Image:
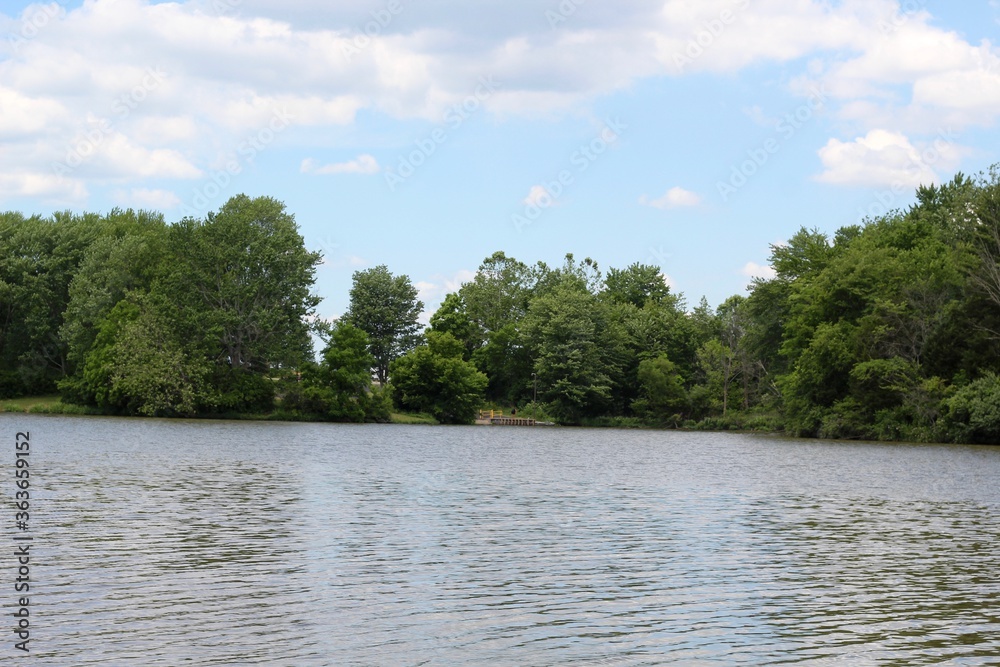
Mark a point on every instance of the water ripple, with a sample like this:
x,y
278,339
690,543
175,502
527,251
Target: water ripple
x,y
200,543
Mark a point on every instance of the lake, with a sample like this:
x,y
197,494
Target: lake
x,y
161,542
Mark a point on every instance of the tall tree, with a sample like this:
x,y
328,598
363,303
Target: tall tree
x,y
247,270
434,378
386,308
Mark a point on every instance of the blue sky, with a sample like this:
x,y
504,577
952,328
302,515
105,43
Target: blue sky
x,y
690,135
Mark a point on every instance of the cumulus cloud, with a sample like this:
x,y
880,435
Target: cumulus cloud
x,y
229,65
676,197
754,270
148,198
433,290
363,164
883,157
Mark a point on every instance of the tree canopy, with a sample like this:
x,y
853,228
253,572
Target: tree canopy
x,y
888,329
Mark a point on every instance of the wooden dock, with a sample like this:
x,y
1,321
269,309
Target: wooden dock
x,y
497,418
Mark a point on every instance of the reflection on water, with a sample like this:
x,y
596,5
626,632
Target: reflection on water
x,y
213,543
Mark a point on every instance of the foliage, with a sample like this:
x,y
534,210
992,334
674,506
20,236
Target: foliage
x,y
340,387
386,308
888,329
433,378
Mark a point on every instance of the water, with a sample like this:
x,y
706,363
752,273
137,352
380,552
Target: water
x,y
219,543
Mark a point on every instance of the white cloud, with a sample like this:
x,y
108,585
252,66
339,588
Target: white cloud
x,y
433,290
229,67
882,158
45,185
363,164
675,197
149,198
754,270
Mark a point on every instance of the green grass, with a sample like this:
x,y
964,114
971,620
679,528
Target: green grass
x,y
31,404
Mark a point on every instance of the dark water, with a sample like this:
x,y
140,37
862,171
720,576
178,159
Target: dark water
x,y
214,543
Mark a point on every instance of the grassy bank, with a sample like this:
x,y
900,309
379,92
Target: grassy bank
x,y
53,405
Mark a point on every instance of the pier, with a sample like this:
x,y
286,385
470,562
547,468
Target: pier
x,y
497,418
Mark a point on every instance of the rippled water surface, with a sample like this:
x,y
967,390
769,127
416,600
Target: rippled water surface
x,y
220,543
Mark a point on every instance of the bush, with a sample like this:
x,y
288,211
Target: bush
x,y
972,415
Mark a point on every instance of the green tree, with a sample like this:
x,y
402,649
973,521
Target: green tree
x,y
661,389
386,308
340,387
638,284
139,365
434,378
247,272
562,333
453,317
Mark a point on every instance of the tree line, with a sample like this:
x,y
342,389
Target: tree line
x,y
885,330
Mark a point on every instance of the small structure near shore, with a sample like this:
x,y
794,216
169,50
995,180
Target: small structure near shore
x,y
497,418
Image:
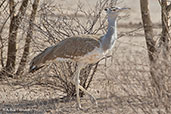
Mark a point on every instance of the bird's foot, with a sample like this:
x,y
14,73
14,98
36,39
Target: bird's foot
x,y
93,100
80,108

##############################

Start at the line containing "Mark a point on every instance of the pier, with" and copy everything through the end of the items, replacing "bush" with "shrub" and keeping every other line and word unchanged. Leave out the pictures.

Solved exercise:
Mark a point on every instance of the pier, with a sample like this:
x,y
286,385
470,562
547,468
Target: pier
x,y
497,418
Mark a point on every instance of the rippled water surface, with a sample like this:
x,y
967,390
769,127
416,600
Target: rippled water surface
x,y
220,543
Mark a point on every instance of the shrub, with a sample like this:
x,y
288,211
Target: shrub
x,y
972,415
Mark a point on every instance of the green tree, with a sample like this:
x,y
402,649
973,521
Target: green tree
x,y
661,389
386,308
340,387
638,284
139,365
434,378
247,272
562,333
453,317
Mark a point on every instance of the tree line, with a sample like this:
x,y
342,389
Target: tree line
x,y
885,330
Mark a point on every instance of the small structure near shore, with a sample like this:
x,y
794,216
169,50
995,180
Target: small structure near shore
x,y
497,418
Image:
Mark a point on every instance of the bird's foot, with a sample like this:
x,y
14,73
14,98
36,39
Target: bird's foot
x,y
93,100
80,108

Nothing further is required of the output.